Copy out every one of the records below word for word, leaving out the pictures.

(Records on locating named things)
* * * * *

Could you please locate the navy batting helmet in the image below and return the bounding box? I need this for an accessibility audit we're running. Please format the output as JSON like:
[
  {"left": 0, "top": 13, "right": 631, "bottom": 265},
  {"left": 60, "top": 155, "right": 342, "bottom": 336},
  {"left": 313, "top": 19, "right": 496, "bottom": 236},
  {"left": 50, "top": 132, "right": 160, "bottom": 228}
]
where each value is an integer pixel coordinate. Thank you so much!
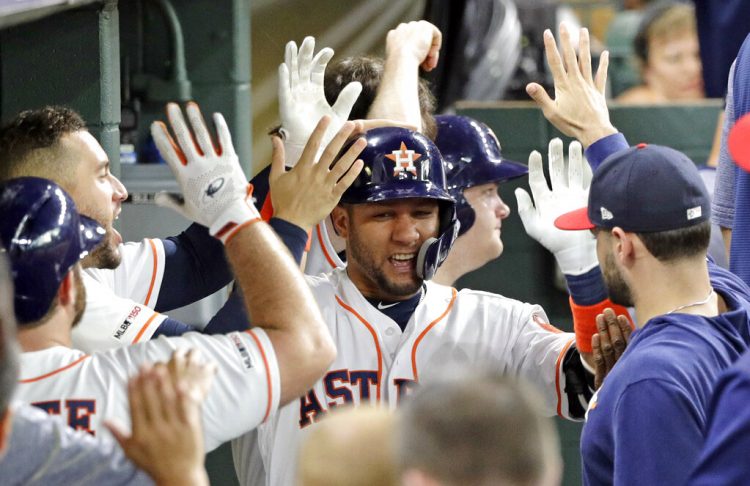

* * * * *

> [Response to this exercise]:
Could you please locate the navy batting helmet in the image below and return the bounding box? I need this for an accessibility audit we're running. Please format the output as JSON like:
[
  {"left": 0, "top": 13, "right": 631, "bottom": 265},
  {"left": 60, "top": 155, "right": 342, "bottom": 336},
  {"left": 313, "top": 19, "right": 496, "bottom": 236},
  {"left": 50, "top": 132, "right": 160, "bottom": 228}
]
where each value is an integer pixel coordinate. Thank you so much!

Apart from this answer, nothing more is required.